Collected data entries

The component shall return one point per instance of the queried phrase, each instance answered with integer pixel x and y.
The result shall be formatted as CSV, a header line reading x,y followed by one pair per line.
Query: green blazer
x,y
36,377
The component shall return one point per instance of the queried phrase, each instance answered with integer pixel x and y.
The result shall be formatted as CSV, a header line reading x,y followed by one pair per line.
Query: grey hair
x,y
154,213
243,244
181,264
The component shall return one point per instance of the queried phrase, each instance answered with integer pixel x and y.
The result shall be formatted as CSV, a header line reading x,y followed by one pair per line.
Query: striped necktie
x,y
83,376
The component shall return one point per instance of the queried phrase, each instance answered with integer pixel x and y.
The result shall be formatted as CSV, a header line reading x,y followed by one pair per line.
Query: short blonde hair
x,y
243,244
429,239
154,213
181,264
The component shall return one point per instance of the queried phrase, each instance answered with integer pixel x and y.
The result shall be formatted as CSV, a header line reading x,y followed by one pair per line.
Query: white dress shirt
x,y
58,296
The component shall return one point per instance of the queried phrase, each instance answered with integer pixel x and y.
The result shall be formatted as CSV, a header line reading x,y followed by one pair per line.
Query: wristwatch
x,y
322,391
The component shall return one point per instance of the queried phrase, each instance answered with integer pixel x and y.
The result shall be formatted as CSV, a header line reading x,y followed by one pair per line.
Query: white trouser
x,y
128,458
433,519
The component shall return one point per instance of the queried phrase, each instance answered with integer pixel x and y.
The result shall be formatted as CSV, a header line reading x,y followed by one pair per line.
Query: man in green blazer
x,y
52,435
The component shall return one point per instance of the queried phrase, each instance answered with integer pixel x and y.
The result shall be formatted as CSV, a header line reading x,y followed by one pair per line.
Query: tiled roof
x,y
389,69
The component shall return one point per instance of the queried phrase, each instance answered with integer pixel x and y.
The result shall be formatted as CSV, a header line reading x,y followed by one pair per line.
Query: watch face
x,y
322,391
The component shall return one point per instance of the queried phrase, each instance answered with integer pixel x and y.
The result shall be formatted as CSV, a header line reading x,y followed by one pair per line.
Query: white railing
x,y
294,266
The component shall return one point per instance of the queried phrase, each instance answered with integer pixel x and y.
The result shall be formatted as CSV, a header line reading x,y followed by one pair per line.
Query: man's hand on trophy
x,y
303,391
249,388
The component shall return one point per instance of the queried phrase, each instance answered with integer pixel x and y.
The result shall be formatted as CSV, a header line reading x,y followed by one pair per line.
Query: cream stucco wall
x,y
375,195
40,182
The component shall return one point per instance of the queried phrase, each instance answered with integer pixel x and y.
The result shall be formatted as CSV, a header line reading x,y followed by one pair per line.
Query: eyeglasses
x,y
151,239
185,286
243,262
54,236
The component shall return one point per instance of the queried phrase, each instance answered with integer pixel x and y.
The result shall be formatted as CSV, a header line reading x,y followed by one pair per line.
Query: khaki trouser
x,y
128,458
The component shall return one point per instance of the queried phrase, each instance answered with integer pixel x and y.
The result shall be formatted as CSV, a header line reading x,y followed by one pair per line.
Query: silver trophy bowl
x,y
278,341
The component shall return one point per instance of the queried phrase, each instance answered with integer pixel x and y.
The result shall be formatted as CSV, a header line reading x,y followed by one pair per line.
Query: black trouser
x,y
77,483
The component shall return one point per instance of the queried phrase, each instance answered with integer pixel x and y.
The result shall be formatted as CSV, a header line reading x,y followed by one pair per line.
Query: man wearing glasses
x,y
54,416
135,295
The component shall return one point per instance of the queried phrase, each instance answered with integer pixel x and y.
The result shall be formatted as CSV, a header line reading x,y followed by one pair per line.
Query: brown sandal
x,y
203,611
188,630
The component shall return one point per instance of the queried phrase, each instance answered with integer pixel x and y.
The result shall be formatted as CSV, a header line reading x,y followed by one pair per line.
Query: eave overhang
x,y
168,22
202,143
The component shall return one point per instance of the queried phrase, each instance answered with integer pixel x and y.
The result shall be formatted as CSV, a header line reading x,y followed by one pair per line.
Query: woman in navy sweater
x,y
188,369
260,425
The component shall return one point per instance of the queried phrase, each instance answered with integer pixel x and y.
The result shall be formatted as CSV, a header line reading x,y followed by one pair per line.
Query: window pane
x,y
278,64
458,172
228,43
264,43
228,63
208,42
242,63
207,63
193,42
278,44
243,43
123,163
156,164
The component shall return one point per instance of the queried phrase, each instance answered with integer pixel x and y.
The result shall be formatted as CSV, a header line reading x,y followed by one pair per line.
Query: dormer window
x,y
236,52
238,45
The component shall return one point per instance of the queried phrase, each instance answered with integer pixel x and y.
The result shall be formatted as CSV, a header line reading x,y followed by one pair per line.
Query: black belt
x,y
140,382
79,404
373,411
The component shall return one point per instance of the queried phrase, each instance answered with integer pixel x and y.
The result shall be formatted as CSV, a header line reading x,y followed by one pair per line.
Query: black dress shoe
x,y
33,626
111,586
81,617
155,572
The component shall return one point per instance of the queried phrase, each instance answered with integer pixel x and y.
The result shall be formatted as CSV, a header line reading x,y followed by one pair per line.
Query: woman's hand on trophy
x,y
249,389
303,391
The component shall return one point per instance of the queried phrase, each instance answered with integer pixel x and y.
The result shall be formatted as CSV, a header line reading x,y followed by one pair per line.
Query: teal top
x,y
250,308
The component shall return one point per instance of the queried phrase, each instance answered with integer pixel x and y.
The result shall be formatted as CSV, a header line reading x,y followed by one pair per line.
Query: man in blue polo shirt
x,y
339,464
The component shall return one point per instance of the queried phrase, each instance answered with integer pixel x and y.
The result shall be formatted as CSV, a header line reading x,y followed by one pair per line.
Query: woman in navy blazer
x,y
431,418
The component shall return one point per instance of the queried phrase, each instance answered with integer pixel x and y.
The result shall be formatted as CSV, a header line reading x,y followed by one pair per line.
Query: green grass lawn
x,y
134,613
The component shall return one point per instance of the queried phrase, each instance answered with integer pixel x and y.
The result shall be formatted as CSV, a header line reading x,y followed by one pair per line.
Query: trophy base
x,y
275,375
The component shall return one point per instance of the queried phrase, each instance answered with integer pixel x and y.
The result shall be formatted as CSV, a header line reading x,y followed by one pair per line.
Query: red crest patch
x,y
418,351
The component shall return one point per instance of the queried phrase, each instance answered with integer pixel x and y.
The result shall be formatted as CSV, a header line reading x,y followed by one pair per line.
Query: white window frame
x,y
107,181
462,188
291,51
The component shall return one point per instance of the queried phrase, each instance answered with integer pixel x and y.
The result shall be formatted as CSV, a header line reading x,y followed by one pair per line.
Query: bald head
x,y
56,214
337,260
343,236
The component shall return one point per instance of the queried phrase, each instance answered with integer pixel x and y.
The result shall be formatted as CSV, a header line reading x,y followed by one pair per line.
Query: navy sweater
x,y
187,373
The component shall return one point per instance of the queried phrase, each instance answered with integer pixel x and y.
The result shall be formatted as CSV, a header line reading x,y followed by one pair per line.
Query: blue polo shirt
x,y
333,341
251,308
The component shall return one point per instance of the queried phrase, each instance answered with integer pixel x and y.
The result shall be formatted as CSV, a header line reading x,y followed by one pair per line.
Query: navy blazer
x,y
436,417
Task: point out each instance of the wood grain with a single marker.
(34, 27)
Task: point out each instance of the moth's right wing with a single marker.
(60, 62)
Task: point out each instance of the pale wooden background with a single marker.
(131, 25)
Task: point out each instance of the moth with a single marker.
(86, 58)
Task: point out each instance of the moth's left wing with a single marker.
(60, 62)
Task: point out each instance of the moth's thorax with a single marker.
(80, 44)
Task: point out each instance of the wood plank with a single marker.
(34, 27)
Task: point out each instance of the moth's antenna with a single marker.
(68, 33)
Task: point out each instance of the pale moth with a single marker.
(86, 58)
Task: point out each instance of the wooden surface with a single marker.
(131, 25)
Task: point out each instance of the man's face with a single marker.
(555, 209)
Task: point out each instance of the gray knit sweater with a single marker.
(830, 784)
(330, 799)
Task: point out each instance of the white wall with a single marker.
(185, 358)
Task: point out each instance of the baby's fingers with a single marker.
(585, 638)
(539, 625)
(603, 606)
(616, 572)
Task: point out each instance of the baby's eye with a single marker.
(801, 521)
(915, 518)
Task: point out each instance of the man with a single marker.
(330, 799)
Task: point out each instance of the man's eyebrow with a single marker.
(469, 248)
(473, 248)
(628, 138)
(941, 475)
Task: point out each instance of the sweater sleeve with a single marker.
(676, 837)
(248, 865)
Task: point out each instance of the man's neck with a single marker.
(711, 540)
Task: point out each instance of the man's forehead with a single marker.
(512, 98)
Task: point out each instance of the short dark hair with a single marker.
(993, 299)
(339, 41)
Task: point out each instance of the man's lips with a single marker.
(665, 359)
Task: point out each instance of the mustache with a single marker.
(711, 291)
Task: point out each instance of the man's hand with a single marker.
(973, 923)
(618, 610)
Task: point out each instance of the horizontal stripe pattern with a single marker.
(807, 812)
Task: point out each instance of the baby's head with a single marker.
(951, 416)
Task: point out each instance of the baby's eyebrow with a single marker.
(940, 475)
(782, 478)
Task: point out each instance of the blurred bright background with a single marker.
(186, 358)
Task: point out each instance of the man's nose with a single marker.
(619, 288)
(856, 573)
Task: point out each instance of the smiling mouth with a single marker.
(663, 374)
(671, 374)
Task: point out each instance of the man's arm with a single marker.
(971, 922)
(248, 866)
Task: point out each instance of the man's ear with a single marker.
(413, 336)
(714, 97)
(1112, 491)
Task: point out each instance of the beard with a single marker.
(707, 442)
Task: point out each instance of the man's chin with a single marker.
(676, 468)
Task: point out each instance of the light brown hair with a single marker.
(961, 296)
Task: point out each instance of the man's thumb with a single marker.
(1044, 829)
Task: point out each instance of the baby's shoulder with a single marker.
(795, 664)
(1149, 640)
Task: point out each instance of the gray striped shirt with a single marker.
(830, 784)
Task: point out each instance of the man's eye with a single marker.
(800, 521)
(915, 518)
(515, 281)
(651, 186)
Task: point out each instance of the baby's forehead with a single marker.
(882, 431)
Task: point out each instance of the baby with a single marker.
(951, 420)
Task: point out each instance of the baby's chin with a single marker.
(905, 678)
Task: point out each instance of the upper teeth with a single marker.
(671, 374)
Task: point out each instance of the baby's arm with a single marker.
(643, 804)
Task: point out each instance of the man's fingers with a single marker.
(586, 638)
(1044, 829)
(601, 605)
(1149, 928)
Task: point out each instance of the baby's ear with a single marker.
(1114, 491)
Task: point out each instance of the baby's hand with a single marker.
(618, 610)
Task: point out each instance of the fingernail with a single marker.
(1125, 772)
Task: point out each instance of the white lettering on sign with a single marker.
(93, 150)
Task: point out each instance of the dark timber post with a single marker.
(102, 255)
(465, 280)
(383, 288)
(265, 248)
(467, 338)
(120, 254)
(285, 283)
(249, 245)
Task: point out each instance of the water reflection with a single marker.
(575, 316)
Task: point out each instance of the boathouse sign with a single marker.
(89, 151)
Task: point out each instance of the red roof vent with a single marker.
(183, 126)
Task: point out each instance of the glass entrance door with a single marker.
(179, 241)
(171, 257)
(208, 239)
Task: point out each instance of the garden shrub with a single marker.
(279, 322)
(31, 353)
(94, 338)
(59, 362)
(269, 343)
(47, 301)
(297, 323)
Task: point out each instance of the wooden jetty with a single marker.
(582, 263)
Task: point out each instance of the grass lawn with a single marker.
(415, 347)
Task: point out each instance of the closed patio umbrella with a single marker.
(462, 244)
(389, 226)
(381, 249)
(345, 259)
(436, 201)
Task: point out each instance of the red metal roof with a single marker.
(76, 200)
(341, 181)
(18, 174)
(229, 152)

▸ **Task objective**: Reproduce verbatim only the lines from the one holding "Task: point out each instance of the water" through the end of the records.

▸ **Task output**:
Task: point out each instance of the water reflection with a single marker.
(575, 316)
Task: point out each instance of the boathouse sign with a single marker.
(89, 151)
Task: point out each instance of the red roof vent with a single marker.
(183, 126)
Task: point out each instance of the glass entrance door with a single marker.
(179, 241)
(171, 257)
(208, 239)
Task: point out each instance of the garden shrub with a single marker.
(279, 322)
(31, 353)
(94, 338)
(59, 362)
(269, 343)
(47, 301)
(297, 323)
Task: point out each instance of the wooden jetty with a single marker.
(582, 263)
Task: point out each instance of the grass lawn with a single marker.
(415, 347)
Task: point out each instance of the closed patio umbrella with a single marker.
(462, 244)
(389, 226)
(381, 249)
(345, 259)
(436, 201)
Task: point out each instance of the red metal roof with a single marker.
(76, 200)
(341, 181)
(18, 174)
(229, 152)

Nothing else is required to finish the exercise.